# [Description of the task]
Go through the material and copy every line in which "below" appears.

# [Information provided]

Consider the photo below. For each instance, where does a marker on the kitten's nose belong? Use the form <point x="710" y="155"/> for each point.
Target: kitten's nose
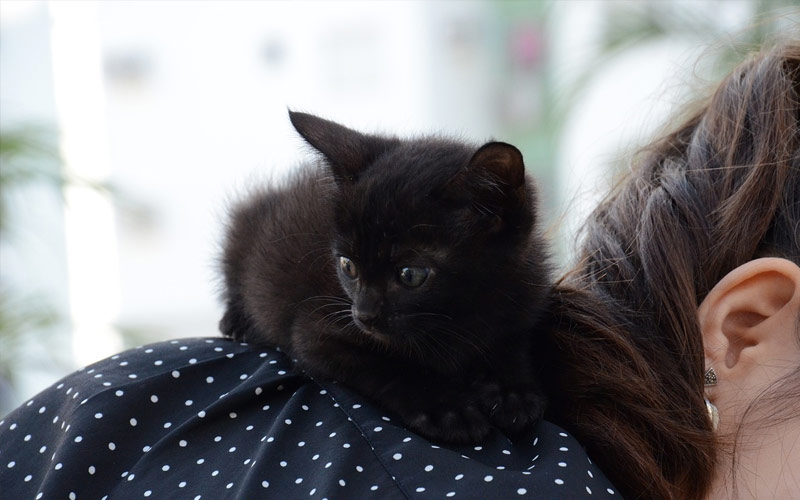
<point x="365" y="316"/>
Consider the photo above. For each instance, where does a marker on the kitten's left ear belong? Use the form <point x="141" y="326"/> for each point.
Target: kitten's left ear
<point x="347" y="151"/>
<point x="503" y="162"/>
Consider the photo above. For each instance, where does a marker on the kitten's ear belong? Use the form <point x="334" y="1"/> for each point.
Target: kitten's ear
<point x="346" y="150"/>
<point x="504" y="164"/>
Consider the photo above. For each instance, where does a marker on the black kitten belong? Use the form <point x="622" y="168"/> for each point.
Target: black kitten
<point x="410" y="270"/>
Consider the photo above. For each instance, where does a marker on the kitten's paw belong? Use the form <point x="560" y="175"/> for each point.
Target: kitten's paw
<point x="511" y="409"/>
<point x="463" y="425"/>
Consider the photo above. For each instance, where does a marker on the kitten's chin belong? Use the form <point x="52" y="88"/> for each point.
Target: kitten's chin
<point x="373" y="332"/>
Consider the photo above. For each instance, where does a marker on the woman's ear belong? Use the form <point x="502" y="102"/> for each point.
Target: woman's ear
<point x="750" y="322"/>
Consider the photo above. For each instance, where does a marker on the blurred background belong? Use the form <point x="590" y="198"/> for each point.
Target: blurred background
<point x="126" y="128"/>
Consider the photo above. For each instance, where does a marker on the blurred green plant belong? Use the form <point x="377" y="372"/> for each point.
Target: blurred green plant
<point x="26" y="158"/>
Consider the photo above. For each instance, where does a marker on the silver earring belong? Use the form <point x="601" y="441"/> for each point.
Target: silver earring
<point x="713" y="414"/>
<point x="710" y="377"/>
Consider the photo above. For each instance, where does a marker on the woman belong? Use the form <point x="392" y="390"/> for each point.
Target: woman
<point x="690" y="264"/>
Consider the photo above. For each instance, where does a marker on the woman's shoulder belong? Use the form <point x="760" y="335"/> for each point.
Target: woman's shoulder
<point x="213" y="418"/>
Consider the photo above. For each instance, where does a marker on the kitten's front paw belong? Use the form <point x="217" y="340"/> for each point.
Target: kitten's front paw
<point x="511" y="409"/>
<point x="456" y="425"/>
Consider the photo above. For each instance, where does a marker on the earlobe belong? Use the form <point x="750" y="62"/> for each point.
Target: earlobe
<point x="347" y="151"/>
<point x="750" y="316"/>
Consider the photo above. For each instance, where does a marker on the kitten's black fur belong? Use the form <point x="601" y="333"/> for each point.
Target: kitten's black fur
<point x="431" y="311"/>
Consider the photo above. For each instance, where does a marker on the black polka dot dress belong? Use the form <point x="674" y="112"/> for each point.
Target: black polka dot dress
<point x="215" y="419"/>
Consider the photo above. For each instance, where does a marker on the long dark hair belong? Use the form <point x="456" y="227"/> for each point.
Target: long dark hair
<point x="721" y="189"/>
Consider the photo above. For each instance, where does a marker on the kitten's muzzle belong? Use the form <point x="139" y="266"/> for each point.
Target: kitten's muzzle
<point x="365" y="318"/>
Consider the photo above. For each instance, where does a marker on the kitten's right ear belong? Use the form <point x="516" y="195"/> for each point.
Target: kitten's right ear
<point x="347" y="151"/>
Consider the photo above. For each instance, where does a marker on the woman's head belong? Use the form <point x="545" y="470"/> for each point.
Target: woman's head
<point x="720" y="190"/>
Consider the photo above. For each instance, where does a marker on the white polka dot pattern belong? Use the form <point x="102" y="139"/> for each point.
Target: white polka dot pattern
<point x="212" y="418"/>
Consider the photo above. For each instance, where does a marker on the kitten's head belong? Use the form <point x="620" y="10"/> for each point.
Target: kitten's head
<point x="434" y="241"/>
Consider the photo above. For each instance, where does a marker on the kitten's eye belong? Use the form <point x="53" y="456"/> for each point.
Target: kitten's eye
<point x="348" y="267"/>
<point x="413" y="276"/>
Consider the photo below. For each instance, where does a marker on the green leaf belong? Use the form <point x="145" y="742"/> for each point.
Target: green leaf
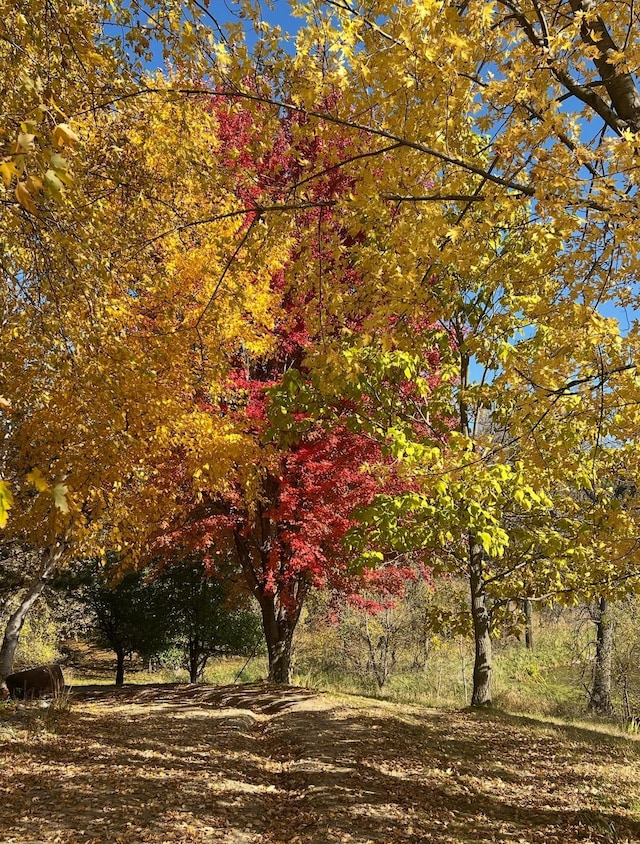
<point x="6" y="502"/>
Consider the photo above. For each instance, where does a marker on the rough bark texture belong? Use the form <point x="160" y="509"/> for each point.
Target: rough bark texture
<point x="280" y="609"/>
<point x="50" y="559"/>
<point x="481" y="695"/>
<point x="120" y="667"/>
<point x="278" y="629"/>
<point x="528" y="632"/>
<point x="600" y="699"/>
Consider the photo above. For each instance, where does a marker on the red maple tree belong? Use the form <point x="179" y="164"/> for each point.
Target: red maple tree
<point x="290" y="537"/>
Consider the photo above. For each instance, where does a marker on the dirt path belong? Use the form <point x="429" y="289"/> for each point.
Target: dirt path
<point x="257" y="764"/>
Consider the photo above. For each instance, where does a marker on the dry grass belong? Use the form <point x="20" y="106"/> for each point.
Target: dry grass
<point x="256" y="764"/>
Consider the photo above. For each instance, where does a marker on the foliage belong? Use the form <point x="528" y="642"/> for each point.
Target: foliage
<point x="203" y="616"/>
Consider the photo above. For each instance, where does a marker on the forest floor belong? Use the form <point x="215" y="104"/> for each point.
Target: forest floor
<point x="254" y="764"/>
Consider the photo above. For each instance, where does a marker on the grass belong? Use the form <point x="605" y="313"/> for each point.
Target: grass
<point x="175" y="766"/>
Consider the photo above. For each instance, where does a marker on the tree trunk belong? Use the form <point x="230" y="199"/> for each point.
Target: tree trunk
<point x="50" y="559"/>
<point x="193" y="661"/>
<point x="481" y="695"/>
<point x="528" y="632"/>
<point x="278" y="631"/>
<point x="120" y="655"/>
<point x="600" y="699"/>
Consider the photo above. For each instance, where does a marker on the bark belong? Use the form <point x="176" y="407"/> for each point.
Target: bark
<point x="600" y="698"/>
<point x="620" y="86"/>
<point x="197" y="661"/>
<point x="120" y="655"/>
<point x="481" y="695"/>
<point x="50" y="560"/>
<point x="528" y="631"/>
<point x="278" y="630"/>
<point x="280" y="610"/>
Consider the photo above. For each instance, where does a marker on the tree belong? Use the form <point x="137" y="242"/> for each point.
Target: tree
<point x="204" y="616"/>
<point x="130" y="612"/>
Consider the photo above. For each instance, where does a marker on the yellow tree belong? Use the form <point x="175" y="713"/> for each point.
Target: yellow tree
<point x="118" y="301"/>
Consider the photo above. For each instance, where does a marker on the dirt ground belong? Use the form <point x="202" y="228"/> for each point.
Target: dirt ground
<point x="261" y="764"/>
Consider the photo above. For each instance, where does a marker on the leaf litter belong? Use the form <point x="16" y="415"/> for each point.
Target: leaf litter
<point x="170" y="764"/>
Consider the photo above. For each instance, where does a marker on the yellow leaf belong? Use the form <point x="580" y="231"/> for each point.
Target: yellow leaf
<point x="36" y="478"/>
<point x="8" y="170"/>
<point x="60" y="497"/>
<point x="64" y="135"/>
<point x="24" y="197"/>
<point x="6" y="502"/>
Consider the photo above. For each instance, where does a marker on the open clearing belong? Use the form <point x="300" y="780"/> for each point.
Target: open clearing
<point x="256" y="764"/>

# [Reply]
Consider the photo below. For each instance, where does a marker on the kitten's nose belong? Use the form <point x="710" y="155"/> for each point.
Consider the photo below. For each instance, where does a marker on the green leaf belong? Use the form <point x="145" y="742"/> for each point.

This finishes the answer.